» WHAT IS ASKED:
Transcribe verbatim every line from the line containing "of the concrete" to the end of the entries, including both endpoints. Output nothing beyond those lines.

"""

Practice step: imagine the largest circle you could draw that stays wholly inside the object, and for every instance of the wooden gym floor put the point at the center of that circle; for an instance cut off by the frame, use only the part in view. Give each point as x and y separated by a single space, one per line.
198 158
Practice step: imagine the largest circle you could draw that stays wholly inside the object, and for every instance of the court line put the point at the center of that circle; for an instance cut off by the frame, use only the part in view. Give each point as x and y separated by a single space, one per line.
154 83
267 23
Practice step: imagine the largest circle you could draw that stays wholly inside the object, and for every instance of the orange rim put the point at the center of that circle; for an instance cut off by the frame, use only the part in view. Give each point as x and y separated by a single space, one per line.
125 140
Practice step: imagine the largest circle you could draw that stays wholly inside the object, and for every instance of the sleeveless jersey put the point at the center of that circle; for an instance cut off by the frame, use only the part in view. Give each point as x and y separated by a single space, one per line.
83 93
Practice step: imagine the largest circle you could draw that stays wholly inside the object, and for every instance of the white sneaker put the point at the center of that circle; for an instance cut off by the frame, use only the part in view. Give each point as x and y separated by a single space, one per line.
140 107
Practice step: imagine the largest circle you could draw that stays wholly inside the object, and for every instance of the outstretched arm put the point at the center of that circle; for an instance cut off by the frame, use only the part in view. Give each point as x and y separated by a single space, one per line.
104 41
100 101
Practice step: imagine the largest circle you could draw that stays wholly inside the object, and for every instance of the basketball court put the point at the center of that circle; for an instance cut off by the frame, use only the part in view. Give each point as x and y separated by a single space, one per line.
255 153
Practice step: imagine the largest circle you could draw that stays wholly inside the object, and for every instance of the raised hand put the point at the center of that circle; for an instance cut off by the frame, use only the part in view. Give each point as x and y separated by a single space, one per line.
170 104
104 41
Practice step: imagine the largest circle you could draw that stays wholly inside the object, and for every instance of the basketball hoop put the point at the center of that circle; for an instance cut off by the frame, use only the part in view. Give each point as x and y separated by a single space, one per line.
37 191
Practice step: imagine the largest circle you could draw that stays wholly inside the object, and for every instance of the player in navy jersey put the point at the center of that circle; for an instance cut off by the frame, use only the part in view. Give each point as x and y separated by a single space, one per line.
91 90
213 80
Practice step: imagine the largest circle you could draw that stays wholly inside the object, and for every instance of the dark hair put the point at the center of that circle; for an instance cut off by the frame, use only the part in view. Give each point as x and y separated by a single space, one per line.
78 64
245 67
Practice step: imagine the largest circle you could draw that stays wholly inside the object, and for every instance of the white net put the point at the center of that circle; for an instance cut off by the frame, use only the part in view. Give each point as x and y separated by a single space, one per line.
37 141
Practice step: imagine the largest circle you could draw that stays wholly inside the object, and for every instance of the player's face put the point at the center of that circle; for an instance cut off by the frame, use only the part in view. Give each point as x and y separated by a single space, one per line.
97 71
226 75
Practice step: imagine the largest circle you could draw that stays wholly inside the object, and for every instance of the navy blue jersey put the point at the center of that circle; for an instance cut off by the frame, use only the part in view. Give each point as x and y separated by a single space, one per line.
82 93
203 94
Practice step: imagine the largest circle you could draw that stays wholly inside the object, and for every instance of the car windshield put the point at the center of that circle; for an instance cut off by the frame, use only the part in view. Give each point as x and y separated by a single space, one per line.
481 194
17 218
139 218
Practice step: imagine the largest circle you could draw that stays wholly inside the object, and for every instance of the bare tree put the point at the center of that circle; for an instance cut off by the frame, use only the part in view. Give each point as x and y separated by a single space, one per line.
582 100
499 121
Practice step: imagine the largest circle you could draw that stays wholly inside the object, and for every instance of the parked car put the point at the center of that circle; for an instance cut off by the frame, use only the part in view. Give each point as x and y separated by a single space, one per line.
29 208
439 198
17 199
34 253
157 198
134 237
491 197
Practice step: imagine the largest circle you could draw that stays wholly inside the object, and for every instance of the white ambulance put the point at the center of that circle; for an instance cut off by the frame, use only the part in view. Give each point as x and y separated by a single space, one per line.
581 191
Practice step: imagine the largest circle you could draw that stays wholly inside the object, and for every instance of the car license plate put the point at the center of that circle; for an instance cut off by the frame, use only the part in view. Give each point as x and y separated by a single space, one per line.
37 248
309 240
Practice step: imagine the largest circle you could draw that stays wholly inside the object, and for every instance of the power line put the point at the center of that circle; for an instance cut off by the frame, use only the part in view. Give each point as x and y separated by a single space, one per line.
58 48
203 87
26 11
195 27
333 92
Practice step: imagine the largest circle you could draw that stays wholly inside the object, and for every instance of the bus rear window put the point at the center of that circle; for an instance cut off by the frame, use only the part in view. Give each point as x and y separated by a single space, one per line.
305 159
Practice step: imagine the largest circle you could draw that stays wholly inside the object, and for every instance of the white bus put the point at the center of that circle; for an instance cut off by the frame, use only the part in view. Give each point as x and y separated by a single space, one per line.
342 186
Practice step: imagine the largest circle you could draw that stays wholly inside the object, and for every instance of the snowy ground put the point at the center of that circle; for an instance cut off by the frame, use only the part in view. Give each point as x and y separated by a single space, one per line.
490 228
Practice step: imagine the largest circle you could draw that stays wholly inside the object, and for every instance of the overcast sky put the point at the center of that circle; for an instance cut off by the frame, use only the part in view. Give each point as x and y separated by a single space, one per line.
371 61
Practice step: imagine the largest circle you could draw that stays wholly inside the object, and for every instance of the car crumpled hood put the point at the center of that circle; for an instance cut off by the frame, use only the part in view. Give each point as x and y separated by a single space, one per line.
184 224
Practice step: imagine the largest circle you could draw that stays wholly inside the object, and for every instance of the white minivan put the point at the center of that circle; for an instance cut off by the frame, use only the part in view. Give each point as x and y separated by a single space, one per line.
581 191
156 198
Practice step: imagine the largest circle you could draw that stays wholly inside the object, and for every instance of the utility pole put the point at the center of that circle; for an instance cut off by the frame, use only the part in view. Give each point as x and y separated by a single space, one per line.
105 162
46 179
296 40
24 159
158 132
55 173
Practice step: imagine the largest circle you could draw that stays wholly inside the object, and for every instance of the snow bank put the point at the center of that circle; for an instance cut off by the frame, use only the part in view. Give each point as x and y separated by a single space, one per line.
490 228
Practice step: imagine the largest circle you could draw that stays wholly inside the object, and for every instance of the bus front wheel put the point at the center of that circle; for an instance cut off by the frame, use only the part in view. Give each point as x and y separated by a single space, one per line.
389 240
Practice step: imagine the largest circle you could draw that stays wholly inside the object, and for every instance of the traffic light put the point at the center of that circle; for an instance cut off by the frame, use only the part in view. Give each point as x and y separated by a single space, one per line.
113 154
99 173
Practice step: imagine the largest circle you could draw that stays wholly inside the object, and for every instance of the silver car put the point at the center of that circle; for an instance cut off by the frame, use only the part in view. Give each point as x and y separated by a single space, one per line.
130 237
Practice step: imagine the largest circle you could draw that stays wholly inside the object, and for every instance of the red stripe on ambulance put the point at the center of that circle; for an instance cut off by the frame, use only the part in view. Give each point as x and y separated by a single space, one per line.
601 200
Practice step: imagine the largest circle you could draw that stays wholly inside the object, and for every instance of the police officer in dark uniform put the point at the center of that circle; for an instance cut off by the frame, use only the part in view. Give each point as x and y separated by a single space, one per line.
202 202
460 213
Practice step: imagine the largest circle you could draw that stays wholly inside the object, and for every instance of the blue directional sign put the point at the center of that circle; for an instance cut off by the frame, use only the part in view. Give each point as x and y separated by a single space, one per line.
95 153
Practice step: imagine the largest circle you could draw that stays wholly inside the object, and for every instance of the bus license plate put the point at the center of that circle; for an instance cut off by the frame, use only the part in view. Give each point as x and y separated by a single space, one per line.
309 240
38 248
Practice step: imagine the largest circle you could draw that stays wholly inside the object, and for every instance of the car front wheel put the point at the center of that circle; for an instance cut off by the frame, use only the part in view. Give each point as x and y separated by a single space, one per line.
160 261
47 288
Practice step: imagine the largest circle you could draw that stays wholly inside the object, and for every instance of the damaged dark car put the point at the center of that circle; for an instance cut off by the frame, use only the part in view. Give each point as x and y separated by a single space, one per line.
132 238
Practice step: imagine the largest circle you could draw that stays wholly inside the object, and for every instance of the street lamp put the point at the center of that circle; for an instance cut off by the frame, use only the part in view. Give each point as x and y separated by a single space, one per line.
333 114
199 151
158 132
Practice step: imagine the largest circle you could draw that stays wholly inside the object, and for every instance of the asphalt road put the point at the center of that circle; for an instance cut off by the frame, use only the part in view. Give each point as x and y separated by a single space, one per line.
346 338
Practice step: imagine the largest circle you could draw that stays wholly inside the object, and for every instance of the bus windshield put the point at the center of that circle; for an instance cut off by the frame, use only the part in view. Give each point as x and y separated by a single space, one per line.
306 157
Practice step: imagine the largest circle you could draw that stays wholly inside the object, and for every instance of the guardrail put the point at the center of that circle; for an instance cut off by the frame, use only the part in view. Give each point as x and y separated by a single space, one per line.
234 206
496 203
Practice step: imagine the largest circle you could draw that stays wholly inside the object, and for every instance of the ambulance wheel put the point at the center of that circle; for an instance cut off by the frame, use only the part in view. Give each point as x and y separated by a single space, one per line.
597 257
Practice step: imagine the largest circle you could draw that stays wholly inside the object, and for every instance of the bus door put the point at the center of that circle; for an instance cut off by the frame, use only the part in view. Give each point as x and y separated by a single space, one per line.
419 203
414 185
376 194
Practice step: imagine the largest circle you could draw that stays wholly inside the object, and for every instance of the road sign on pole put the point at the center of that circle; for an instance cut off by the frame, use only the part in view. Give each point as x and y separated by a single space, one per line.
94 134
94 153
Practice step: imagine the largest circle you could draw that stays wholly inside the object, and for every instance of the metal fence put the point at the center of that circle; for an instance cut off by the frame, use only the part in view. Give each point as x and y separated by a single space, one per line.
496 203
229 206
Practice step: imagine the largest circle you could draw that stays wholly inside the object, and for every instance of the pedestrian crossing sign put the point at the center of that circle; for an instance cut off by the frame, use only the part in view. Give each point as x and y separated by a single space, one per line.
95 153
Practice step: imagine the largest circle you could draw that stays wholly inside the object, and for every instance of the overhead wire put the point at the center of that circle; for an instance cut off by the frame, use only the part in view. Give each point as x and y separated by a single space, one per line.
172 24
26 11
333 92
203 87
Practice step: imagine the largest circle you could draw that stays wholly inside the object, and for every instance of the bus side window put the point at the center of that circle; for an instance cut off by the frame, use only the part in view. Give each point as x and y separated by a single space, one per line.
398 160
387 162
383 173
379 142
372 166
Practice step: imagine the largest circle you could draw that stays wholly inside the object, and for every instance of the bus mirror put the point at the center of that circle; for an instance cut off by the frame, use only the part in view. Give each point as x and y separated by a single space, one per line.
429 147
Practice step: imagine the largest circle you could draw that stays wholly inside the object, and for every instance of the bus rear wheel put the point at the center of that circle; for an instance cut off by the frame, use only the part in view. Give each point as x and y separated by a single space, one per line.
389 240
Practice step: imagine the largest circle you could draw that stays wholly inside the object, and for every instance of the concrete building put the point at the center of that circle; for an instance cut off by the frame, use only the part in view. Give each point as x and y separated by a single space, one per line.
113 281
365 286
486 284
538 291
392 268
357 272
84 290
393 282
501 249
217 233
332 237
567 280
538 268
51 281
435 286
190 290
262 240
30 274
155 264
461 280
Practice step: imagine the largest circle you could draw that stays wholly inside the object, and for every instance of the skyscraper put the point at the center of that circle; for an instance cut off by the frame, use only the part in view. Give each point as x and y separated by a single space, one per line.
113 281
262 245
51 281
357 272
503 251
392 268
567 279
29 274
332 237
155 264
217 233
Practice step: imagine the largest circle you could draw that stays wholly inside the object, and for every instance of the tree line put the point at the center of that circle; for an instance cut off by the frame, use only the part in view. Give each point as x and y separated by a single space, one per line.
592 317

"""

» FINAL RESULT:
Practice step: imagine the largest circle you could draw that stays wholly inside the object, and for every instance of the concrete building put the point at the center of that circle; for an instance cut off by the frame, use only the part in view. Give each point as x and y separated by a single space, one per line.
113 281
365 286
486 284
538 291
392 268
357 272
84 290
393 282
501 249
217 233
332 237
567 280
538 268
51 281
435 286
190 290
262 240
30 274
155 264
461 280
Practice step: imagine the largest circle you could draw that stays wholly inside the object, and for every instance of the skyscraper put the point at the center of that circle; for an instance cut off by the frame, use only the part in view. Give each point as x and y separated by a single space, one per line.
113 281
262 245
51 281
357 272
503 251
392 268
567 279
29 274
332 237
155 264
217 233
Practice step: imagine the largest circle you could draw that stays wholly inside the object, and for every instance of the tree line put the point at the center of that circle; for an instance cut off by the frame, use only the part in view. Give each point as x and y separated by a single space, one per line.
592 317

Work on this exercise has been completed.